EXERCISE BRIEF:
Can you edit the records below so that every "rough mask" becomes "coarse mask", with nothing else changed?

PROVIDED INFORMATION:
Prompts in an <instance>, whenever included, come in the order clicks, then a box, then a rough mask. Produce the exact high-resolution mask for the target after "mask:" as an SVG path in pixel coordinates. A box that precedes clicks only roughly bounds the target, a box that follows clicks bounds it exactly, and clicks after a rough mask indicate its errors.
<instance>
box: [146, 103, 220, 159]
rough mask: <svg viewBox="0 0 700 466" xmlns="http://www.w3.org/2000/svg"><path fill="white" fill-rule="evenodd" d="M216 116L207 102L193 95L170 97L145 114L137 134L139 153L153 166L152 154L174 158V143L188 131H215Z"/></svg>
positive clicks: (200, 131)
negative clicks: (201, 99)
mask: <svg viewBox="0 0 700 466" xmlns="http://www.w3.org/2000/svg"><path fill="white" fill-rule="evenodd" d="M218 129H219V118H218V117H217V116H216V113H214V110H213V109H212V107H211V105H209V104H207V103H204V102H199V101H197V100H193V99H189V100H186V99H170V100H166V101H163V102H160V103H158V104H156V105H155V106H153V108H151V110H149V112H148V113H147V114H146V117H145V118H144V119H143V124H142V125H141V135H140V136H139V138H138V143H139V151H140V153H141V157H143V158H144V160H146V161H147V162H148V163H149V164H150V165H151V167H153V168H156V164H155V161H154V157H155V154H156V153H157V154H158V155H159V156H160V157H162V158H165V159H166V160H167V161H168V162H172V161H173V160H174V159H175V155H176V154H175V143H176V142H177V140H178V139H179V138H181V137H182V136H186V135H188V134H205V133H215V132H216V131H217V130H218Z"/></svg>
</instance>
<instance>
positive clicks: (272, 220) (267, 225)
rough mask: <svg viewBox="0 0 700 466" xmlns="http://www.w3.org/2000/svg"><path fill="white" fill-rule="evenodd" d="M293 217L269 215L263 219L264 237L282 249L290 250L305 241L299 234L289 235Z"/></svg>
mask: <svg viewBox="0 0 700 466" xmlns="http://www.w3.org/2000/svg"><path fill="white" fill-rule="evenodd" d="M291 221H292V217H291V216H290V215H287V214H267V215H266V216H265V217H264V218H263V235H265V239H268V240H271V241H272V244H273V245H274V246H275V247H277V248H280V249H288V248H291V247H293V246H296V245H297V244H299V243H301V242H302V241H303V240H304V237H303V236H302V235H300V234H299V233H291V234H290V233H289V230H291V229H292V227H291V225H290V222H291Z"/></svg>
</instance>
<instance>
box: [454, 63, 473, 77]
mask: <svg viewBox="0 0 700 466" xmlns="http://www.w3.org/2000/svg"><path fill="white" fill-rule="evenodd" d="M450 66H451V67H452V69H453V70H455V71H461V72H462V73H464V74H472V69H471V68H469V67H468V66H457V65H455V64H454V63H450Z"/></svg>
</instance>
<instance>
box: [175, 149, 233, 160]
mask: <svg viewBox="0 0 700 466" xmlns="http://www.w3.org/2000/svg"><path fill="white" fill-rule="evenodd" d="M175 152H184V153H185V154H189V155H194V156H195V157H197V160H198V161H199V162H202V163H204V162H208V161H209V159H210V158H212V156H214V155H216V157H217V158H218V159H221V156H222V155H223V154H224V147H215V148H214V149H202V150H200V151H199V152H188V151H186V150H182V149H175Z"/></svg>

TASK ANSWER:
Prompts in an <instance>, whenever included, come in the order clicks, then a box, then a coarse mask. Produce the exact high-resolution mask for the target after "mask:" as an SVG path in pixel coordinates. A box that precedes clicks only roughly bounds the target, a box that follows clicks bounds it exactly, and clicks after a coarse mask indicate its errors.
<instance>
box: [146, 103, 220, 159]
coarse mask: <svg viewBox="0 0 700 466" xmlns="http://www.w3.org/2000/svg"><path fill="white" fill-rule="evenodd" d="M216 116L207 102L193 95L170 97L145 114L137 134L139 153L153 166L152 154L174 158V143L188 131H215Z"/></svg>
positive clicks: (200, 131)
negative clicks: (201, 99)
mask: <svg viewBox="0 0 700 466" xmlns="http://www.w3.org/2000/svg"><path fill="white" fill-rule="evenodd" d="M218 129H219V118H218V117H217V116H216V113H214V110H213V109H212V107H211V105H209V104H207V103H204V102H199V101H197V100H193V99H189V100H186V99H170V100H166V101H163V102H160V103H158V104H156V105H155V106H153V108H151V110H149V112H148V113H147V114H146V117H145V118H144V119H143V124H142V125H141V135H140V136H139V138H138V143H139V151H140V153H141V157H143V158H144V160H146V161H147V162H148V163H149V164H150V165H151V167H153V168H156V164H155V161H154V157H155V154H156V153H157V154H158V155H159V156H160V157H162V158H165V159H166V160H167V161H168V162H172V161H173V160H174V159H175V155H176V154H175V143H176V142H177V140H178V139H179V138H181V137H182V136H186V135H188V134H205V133H215V132H216V131H217V130H218Z"/></svg>
</instance>
<instance>
positive clicks: (272, 220) (267, 225)
coarse mask: <svg viewBox="0 0 700 466" xmlns="http://www.w3.org/2000/svg"><path fill="white" fill-rule="evenodd" d="M293 217L269 215L263 219L264 237L282 249L290 250L305 241L299 234L289 235Z"/></svg>
mask: <svg viewBox="0 0 700 466" xmlns="http://www.w3.org/2000/svg"><path fill="white" fill-rule="evenodd" d="M291 221H292V217H291V216H290V215H287V214H267V215H266V216H265V217H264V218H263V235H265V239H268V240H271V241H272V244H273V245H274V246H275V247H277V248H280V249H288V248H291V247H293V246H296V245H297V244H299V243H301V242H302V241H303V240H304V237H303V236H302V235H300V234H299V233H291V234H290V233H289V230H291V229H292V227H291V225H290V222H291Z"/></svg>
</instance>
<instance>
box: [454, 63, 473, 77]
mask: <svg viewBox="0 0 700 466" xmlns="http://www.w3.org/2000/svg"><path fill="white" fill-rule="evenodd" d="M450 66H451V67H452V69H453V70H455V71H461V72H462V73H464V74H472V69H471V68H469V67H468V66H457V65H455V64H454V63H450Z"/></svg>
</instance>
<instance>
box: [175, 149, 233, 160]
mask: <svg viewBox="0 0 700 466" xmlns="http://www.w3.org/2000/svg"><path fill="white" fill-rule="evenodd" d="M175 152H184V153H185V154H189V155H194V156H195V157H197V160H198V161H199V162H202V163H204V162H208V161H209V159H210V158H212V156H214V155H216V157H217V158H218V159H221V156H222V155H223V154H224V147H215V148H214V149H202V150H200V151H199V152H188V151H186V150H182V149H175Z"/></svg>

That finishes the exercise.